Directive:
Write out the entries verbatim and leave the images out of the copy.

━━━━━━━━━━━━━━━━

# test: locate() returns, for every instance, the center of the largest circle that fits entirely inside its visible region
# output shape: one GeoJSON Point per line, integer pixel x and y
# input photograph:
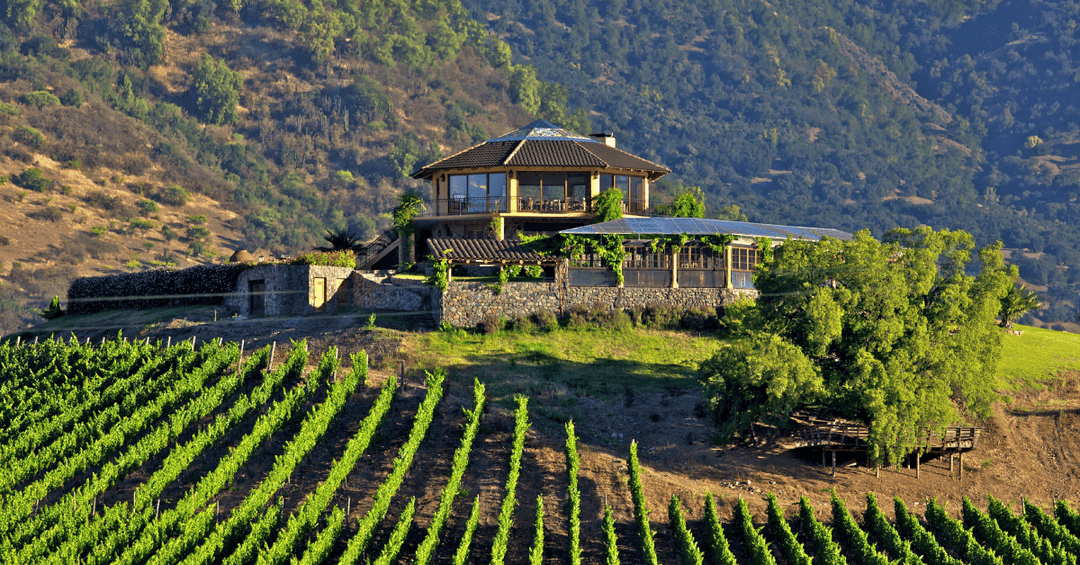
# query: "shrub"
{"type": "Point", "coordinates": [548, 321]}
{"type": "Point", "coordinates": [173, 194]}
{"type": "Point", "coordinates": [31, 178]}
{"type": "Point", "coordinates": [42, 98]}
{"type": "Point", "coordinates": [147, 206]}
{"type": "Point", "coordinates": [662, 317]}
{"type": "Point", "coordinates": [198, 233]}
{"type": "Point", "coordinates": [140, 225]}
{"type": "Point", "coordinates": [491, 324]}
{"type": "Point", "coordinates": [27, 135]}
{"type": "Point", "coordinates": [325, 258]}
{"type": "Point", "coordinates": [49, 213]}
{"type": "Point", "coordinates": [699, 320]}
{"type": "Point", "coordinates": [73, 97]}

━━━━━━━━━━━━━━━━

Solution to this task:
# test: locate() returns, for every instance, the center of the largest circle that fits entirely inside its visible region
# output shape: one GeoJSON Point per line, integer pixel x and y
# input photograph:
# query: "shrub"
{"type": "Point", "coordinates": [548, 321]}
{"type": "Point", "coordinates": [173, 194]}
{"type": "Point", "coordinates": [31, 178]}
{"type": "Point", "coordinates": [42, 98]}
{"type": "Point", "coordinates": [147, 206]}
{"type": "Point", "coordinates": [662, 317]}
{"type": "Point", "coordinates": [198, 233]}
{"type": "Point", "coordinates": [140, 225]}
{"type": "Point", "coordinates": [491, 324]}
{"type": "Point", "coordinates": [27, 135]}
{"type": "Point", "coordinates": [325, 258]}
{"type": "Point", "coordinates": [49, 213]}
{"type": "Point", "coordinates": [699, 320]}
{"type": "Point", "coordinates": [73, 97]}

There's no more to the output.